§ **Set problem**
In the rows below, pick out every line that contains the string "item" and copy each one.

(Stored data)
════════

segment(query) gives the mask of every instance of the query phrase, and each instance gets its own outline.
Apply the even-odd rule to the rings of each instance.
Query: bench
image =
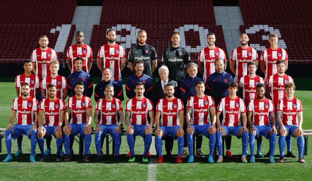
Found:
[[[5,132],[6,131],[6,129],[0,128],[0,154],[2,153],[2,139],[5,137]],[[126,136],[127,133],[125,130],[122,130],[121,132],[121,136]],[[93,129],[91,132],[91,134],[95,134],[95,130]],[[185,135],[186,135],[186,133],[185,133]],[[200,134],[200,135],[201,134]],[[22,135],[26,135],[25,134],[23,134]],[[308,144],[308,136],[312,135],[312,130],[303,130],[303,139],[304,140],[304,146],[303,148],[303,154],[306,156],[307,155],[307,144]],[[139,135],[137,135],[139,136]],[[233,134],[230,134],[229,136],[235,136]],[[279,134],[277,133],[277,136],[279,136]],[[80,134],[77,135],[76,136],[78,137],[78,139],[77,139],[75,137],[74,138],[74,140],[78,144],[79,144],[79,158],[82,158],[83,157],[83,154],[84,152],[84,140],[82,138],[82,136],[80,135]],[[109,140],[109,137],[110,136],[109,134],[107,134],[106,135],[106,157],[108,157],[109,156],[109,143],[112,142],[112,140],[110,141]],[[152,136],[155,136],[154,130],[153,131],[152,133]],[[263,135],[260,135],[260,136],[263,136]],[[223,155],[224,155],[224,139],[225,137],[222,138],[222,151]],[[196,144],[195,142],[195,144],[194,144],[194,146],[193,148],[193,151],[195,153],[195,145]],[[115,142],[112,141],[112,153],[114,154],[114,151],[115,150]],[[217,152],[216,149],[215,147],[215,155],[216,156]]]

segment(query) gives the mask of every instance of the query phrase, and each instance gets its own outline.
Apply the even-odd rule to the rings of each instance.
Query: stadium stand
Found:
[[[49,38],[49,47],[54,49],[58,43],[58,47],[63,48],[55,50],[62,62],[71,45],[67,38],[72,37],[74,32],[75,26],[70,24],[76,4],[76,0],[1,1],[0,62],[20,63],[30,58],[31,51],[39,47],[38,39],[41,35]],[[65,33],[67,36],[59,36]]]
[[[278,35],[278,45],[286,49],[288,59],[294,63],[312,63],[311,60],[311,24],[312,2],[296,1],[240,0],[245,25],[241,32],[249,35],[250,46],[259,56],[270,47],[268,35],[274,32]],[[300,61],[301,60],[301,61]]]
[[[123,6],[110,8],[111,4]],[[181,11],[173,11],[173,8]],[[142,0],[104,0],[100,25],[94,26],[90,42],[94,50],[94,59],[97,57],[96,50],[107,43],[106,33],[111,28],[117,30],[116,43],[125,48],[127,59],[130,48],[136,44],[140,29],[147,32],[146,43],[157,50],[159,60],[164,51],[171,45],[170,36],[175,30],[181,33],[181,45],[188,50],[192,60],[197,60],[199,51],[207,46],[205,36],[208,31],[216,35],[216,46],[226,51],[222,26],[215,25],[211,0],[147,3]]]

════════

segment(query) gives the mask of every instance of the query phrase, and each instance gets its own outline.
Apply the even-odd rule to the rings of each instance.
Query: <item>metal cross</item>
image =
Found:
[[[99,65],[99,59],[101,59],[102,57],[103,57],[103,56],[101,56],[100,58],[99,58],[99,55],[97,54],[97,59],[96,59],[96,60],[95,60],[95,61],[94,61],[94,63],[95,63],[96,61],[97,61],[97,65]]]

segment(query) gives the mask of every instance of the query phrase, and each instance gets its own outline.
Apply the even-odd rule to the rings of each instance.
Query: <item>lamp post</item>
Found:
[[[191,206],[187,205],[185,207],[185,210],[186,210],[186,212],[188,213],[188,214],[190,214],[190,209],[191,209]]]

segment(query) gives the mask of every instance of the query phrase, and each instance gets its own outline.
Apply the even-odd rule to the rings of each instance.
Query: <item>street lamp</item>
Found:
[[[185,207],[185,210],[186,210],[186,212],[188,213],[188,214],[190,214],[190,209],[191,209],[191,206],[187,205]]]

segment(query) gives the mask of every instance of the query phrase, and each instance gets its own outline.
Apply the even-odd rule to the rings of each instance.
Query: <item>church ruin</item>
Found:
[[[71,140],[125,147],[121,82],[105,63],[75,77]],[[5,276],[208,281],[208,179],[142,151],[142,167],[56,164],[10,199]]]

════════

§ **Result of this task**
Query: <item>metal cross</item>
Query: <item>lamp post</item>
Query: <item>street lamp</item>
Query: <item>church ruin</item>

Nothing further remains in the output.